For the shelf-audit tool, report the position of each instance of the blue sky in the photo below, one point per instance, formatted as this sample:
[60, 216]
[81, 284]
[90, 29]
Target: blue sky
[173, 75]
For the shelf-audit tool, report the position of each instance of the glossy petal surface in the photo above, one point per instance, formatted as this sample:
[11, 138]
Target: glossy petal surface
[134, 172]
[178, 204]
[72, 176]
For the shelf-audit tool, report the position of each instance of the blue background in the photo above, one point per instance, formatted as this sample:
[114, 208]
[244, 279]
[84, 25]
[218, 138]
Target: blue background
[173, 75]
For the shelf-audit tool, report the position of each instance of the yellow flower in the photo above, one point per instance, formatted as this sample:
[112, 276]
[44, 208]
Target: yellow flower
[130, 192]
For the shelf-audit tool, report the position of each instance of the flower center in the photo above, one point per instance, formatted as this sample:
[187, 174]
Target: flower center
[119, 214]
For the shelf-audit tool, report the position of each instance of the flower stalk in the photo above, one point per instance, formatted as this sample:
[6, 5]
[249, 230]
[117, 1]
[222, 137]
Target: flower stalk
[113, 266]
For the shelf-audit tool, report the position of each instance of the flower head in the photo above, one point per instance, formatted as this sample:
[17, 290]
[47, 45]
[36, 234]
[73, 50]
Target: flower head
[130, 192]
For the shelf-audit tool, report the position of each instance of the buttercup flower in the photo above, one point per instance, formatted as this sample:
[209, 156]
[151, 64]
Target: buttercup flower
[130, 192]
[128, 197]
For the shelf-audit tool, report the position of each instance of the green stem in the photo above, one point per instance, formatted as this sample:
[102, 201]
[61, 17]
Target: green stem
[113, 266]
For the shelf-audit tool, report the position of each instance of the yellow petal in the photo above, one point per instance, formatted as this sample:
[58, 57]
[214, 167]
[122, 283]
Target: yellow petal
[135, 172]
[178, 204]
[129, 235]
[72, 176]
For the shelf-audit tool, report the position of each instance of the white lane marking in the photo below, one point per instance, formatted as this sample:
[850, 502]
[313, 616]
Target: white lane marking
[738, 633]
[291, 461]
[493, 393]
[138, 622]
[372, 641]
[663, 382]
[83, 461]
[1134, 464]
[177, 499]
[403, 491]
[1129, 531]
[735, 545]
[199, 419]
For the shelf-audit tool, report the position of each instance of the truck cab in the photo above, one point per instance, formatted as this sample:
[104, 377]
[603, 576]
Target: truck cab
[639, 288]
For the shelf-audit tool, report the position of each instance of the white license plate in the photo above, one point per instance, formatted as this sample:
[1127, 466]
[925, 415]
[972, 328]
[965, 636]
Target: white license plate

....

## Exercise brief
Each line that holds the string "license" is to be copied from the entries above.

## Exercise answer
For the shelf-audit tool, report the position of each instance of the white license plate in the photo above, one point per instance, formatted as this sample:
Target: white license plate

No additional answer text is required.